• _Task directions_: Print the records below word for word, from the line containing "fountain. For every match, produce a bounding box." through the line containing "[156,152,261,370]", with both of those lines included.

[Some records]
*-*-*
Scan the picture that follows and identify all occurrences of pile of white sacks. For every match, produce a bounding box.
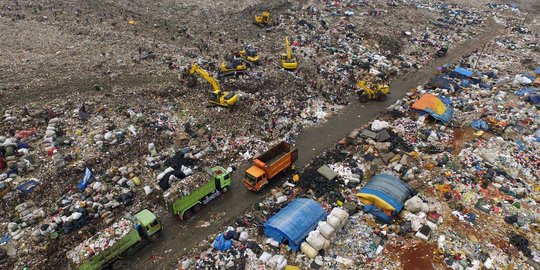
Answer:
[300,207,349,259]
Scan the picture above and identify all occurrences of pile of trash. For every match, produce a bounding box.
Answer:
[179,4,540,269]
[66,219,133,265]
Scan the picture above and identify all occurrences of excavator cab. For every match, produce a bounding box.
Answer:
[254,11,270,27]
[356,81,390,102]
[238,45,260,64]
[219,58,247,77]
[281,37,298,71]
[188,63,238,107]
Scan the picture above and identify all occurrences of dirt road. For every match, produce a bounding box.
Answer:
[126,17,503,269]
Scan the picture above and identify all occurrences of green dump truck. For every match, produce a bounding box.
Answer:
[67,209,162,270]
[170,166,231,220]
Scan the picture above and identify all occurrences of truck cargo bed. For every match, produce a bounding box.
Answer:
[266,151,288,166]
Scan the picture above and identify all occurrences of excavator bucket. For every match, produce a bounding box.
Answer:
[254,11,270,26]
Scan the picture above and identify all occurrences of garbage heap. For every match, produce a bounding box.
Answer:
[178,7,540,269]
[67,219,134,265]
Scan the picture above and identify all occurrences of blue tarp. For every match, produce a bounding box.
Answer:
[454,67,473,77]
[516,87,536,97]
[358,173,411,213]
[264,198,326,251]
[17,179,39,193]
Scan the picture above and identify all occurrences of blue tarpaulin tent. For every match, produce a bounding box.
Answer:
[264,198,326,251]
[454,67,473,77]
[357,173,411,223]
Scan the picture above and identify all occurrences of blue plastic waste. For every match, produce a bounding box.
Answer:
[17,179,39,193]
[471,119,489,131]
[212,233,232,251]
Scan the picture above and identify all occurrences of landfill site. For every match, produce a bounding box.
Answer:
[0,0,540,270]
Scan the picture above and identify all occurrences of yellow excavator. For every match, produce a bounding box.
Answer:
[356,81,390,102]
[218,57,247,77]
[189,63,238,107]
[254,11,270,27]
[238,45,261,64]
[281,37,298,70]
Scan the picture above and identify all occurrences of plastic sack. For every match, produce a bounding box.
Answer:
[300,242,318,259]
[317,221,336,239]
[238,231,249,242]
[326,214,341,230]
[266,255,285,269]
[330,207,349,223]
[306,231,325,251]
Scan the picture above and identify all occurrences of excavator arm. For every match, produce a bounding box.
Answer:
[285,37,292,60]
[189,63,220,92]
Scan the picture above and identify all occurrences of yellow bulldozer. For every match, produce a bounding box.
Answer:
[188,63,238,107]
[281,37,298,70]
[356,81,390,102]
[254,11,270,27]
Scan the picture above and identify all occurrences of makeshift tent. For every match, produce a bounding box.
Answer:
[264,198,326,251]
[357,173,411,221]
[412,94,454,123]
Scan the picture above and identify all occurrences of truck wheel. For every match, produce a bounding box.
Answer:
[111,259,124,270]
[182,210,192,220]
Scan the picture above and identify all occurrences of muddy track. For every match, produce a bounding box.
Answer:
[127,19,503,269]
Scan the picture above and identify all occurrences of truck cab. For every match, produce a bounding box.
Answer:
[244,141,298,191]
[135,209,162,239]
[209,166,231,191]
[244,166,268,191]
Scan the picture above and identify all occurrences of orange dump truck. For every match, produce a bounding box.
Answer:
[244,142,298,191]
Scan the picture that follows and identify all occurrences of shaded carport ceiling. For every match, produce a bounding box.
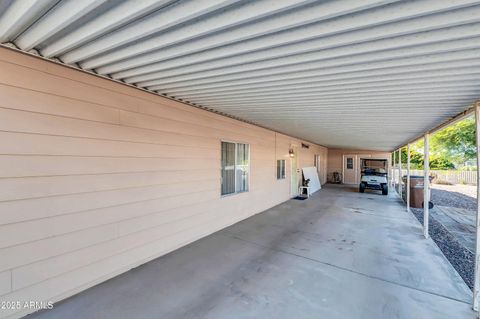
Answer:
[0,0,480,150]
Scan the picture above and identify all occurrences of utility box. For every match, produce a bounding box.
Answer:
[402,176,433,208]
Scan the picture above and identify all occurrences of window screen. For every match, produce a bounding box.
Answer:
[222,142,250,195]
[347,157,353,169]
[277,160,285,179]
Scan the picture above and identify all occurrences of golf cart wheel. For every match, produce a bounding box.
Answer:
[358,183,365,193]
[382,184,388,195]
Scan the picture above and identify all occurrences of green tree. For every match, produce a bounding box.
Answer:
[431,117,477,166]
[394,117,477,170]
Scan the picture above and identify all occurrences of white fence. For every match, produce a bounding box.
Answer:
[392,168,477,185]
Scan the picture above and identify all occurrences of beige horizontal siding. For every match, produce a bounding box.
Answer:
[0,49,327,318]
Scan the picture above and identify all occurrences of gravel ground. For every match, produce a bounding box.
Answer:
[411,209,475,289]
[431,184,477,210]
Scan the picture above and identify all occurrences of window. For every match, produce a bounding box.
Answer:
[347,157,353,169]
[277,160,285,179]
[222,142,250,195]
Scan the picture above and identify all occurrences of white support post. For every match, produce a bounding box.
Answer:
[423,133,430,238]
[398,148,403,200]
[406,143,410,212]
[473,103,480,311]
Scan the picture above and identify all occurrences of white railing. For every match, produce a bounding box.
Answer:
[393,168,477,185]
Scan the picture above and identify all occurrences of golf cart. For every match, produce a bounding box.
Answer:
[359,158,388,195]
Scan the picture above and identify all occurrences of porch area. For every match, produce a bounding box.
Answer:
[28,185,474,319]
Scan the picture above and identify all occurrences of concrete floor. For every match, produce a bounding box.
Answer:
[28,186,474,319]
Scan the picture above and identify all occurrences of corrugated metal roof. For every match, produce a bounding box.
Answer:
[0,0,480,150]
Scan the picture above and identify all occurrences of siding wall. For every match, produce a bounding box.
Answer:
[0,48,327,318]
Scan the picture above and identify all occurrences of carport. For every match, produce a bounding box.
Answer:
[0,0,480,318]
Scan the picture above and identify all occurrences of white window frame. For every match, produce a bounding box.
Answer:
[220,140,252,197]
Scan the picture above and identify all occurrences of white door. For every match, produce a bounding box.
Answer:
[343,155,357,185]
[290,146,301,197]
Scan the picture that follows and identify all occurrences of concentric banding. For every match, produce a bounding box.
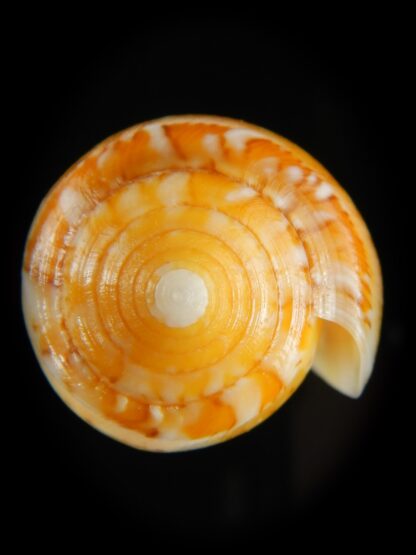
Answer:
[23,116,381,451]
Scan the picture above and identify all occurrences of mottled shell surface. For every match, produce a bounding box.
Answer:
[22,116,382,451]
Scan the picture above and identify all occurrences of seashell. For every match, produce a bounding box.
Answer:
[23,116,382,451]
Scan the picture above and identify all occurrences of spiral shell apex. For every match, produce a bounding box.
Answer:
[23,116,382,451]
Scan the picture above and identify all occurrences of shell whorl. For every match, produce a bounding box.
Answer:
[23,116,382,451]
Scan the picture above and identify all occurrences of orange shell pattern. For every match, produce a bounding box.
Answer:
[23,116,382,451]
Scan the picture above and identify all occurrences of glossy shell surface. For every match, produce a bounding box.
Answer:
[23,116,382,451]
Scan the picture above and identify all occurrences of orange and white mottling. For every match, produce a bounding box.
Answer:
[23,116,382,451]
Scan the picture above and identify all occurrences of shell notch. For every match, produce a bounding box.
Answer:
[23,116,382,451]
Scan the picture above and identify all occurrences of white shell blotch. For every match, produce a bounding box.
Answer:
[22,116,382,451]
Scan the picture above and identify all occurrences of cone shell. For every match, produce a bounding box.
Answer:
[23,116,382,451]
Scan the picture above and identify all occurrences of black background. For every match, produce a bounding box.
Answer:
[10,8,413,548]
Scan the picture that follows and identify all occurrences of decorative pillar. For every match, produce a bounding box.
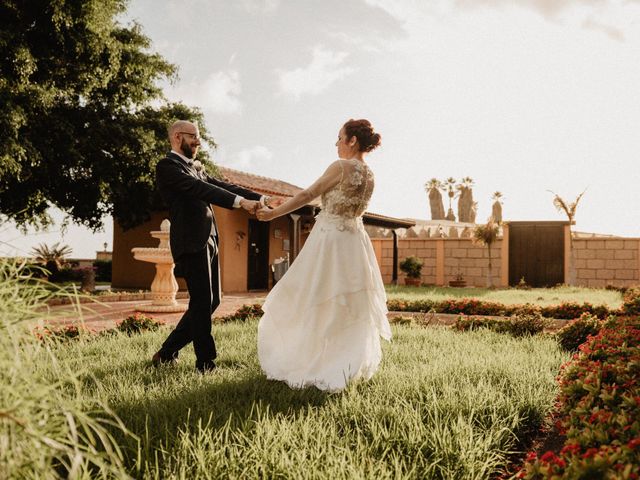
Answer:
[131,219,187,312]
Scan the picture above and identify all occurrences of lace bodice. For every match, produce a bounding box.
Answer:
[322,159,374,218]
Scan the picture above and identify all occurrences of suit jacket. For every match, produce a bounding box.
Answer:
[156,153,261,262]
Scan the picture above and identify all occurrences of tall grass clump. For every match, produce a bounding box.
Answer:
[0,260,128,479]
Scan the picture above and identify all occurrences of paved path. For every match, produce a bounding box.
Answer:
[45,292,267,332]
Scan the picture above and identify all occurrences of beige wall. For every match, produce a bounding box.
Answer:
[573,238,640,287]
[372,238,502,287]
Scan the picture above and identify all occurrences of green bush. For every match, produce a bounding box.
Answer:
[398,256,422,278]
[93,260,113,282]
[0,260,129,479]
[622,287,640,315]
[556,313,603,351]
[508,313,549,337]
[387,298,616,320]
[116,313,165,335]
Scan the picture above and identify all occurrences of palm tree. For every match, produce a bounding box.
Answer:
[456,177,474,222]
[442,177,456,222]
[549,189,587,285]
[473,217,500,288]
[424,178,444,220]
[491,192,503,222]
[31,242,73,275]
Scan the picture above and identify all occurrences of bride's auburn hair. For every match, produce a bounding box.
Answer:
[343,118,382,152]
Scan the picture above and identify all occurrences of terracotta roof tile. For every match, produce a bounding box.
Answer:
[218,165,302,197]
[218,165,415,228]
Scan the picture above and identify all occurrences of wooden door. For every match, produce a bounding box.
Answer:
[247,220,269,290]
[509,223,565,287]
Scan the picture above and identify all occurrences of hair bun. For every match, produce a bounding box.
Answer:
[343,118,382,152]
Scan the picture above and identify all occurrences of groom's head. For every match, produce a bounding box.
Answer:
[169,120,200,158]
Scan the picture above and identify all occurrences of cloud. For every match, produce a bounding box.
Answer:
[228,145,273,171]
[241,0,280,15]
[455,0,608,19]
[582,17,624,42]
[278,46,355,99]
[168,70,242,114]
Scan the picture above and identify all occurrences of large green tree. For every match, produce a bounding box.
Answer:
[0,0,214,229]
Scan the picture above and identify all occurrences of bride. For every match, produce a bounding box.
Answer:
[257,120,391,392]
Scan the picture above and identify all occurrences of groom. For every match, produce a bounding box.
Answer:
[152,120,269,373]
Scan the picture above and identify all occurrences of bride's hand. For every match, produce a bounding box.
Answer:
[256,208,273,222]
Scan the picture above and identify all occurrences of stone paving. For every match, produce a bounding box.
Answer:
[45,292,267,332]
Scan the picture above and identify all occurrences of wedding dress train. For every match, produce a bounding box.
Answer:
[258,160,391,391]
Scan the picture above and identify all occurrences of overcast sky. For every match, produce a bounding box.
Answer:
[0,0,640,257]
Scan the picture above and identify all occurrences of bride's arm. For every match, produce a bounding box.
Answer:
[256,160,342,221]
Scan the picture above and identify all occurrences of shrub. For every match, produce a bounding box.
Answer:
[622,287,640,315]
[33,325,90,342]
[398,256,422,278]
[116,313,165,335]
[214,303,264,323]
[93,260,113,282]
[556,313,602,351]
[387,298,613,320]
[0,260,129,479]
[517,317,640,480]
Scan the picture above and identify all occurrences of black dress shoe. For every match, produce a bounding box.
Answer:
[151,352,178,367]
[196,360,216,373]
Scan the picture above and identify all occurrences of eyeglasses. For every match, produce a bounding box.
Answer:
[178,132,202,141]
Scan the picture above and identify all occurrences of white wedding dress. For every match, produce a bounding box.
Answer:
[258,159,391,392]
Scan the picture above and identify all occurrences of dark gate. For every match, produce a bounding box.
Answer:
[509,222,567,287]
[247,220,269,290]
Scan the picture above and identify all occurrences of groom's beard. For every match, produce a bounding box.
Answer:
[180,138,195,158]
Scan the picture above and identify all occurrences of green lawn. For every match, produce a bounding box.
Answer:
[34,321,567,479]
[386,285,622,308]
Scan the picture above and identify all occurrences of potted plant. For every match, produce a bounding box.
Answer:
[400,256,422,286]
[449,272,467,287]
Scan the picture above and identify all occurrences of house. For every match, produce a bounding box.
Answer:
[112,166,415,293]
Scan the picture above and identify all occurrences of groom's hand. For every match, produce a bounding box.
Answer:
[240,198,260,213]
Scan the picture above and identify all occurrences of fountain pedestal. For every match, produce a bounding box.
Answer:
[131,219,187,313]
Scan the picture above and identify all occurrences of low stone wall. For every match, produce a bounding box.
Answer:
[573,238,640,287]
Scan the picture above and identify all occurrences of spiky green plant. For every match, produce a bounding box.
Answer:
[473,217,500,288]
[0,260,129,479]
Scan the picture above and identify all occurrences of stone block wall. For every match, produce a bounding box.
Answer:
[444,238,502,287]
[372,238,502,287]
[573,238,640,287]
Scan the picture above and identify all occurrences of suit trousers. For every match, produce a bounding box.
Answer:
[160,238,221,368]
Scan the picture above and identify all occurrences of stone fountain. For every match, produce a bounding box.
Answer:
[131,218,187,313]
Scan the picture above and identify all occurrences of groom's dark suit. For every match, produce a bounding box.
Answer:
[156,152,261,370]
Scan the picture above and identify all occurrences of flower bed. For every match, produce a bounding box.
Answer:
[387,297,628,320]
[517,317,640,480]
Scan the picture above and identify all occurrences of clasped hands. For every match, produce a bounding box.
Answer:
[240,198,282,221]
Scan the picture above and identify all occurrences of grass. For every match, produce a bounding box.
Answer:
[36,321,567,479]
[386,285,622,308]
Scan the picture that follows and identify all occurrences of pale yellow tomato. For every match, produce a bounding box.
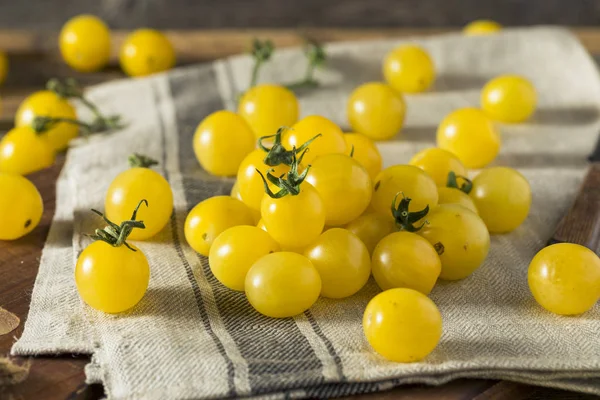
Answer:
[282,115,346,165]
[346,82,406,140]
[194,110,255,176]
[238,84,300,139]
[306,154,373,226]
[58,15,110,72]
[371,232,442,294]
[481,75,537,123]
[409,147,467,186]
[304,228,371,299]
[363,289,442,363]
[469,167,531,233]
[0,126,55,175]
[383,45,435,93]
[15,90,79,151]
[371,165,438,215]
[463,19,502,36]
[185,196,254,256]
[119,29,175,76]
[437,108,500,169]
[344,133,383,180]
[528,243,600,315]
[245,252,321,318]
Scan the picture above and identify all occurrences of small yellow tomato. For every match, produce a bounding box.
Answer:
[417,204,490,281]
[0,126,55,175]
[282,115,346,165]
[371,165,438,215]
[346,212,396,254]
[75,241,150,314]
[469,167,531,233]
[371,232,442,294]
[238,84,300,139]
[304,228,371,299]
[463,19,502,36]
[527,243,600,315]
[237,149,290,211]
[346,82,406,140]
[15,90,79,151]
[438,187,479,214]
[344,133,383,180]
[104,167,173,240]
[437,108,500,169]
[0,172,44,240]
[0,51,8,85]
[185,196,254,256]
[261,182,325,248]
[58,15,110,72]
[245,252,321,318]
[208,225,279,292]
[119,29,175,76]
[194,110,255,176]
[306,154,373,226]
[363,289,442,363]
[409,147,467,186]
[481,75,537,123]
[383,45,435,93]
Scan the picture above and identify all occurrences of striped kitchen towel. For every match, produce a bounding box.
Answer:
[12,27,600,399]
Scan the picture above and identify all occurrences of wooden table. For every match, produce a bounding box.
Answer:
[0,29,600,400]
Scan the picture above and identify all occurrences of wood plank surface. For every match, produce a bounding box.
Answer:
[0,28,600,400]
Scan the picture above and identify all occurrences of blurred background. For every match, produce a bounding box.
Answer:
[0,0,600,30]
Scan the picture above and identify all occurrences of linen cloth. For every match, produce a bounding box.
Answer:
[12,27,600,399]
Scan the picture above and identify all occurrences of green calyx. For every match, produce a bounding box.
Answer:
[258,126,322,167]
[256,148,310,199]
[127,153,158,168]
[446,171,473,194]
[89,200,148,251]
[392,192,429,232]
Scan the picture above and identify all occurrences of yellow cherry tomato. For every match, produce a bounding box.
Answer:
[237,149,290,211]
[281,115,346,165]
[527,243,600,315]
[245,252,321,318]
[15,90,79,151]
[438,187,479,214]
[371,232,442,294]
[0,126,55,175]
[0,51,8,85]
[238,84,300,139]
[0,172,44,240]
[383,45,435,93]
[417,204,490,280]
[119,29,175,76]
[371,165,438,215]
[346,212,396,254]
[208,225,279,292]
[304,228,371,299]
[344,133,383,180]
[481,75,537,123]
[363,289,442,363]
[58,15,110,72]
[194,110,255,176]
[104,168,173,240]
[185,196,254,256]
[346,82,406,140]
[463,19,502,36]
[409,147,467,186]
[437,108,500,169]
[261,182,325,248]
[469,167,531,233]
[306,154,373,226]
[75,239,150,314]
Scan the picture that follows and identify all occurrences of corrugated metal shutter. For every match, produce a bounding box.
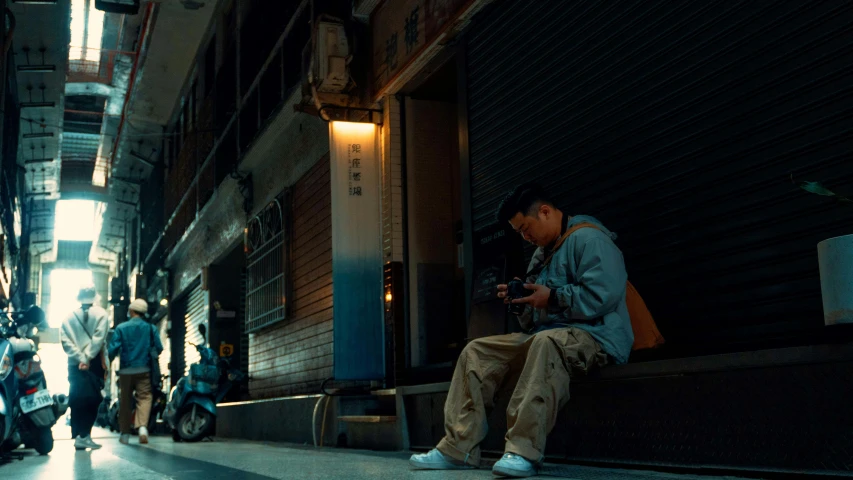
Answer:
[184,284,208,375]
[468,0,853,353]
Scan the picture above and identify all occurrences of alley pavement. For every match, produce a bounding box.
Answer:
[0,430,748,480]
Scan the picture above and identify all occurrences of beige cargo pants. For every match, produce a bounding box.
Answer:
[437,328,607,466]
[118,372,153,434]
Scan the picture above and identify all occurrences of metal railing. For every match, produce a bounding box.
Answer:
[66,47,136,85]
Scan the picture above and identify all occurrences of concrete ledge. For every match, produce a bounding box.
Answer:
[216,395,338,445]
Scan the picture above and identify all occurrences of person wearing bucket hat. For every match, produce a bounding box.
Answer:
[59,285,109,450]
[108,298,163,445]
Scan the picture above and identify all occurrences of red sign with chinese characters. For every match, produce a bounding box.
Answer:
[371,0,471,93]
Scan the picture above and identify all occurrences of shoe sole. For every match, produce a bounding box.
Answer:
[409,460,474,470]
[492,465,537,478]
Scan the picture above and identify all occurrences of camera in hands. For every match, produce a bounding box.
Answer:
[506,278,533,315]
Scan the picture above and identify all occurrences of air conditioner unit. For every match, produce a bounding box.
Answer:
*-*-*
• _Task response_:
Scan the picture above and identify all occurrences of stone fountain. For every match, produce a bounding box.
Answer:
[131,218,187,313]
Scan the picture above and identify all occurrences of groom's dark suit. For every match, produce a bounding box.
Answer:
[156,152,261,370]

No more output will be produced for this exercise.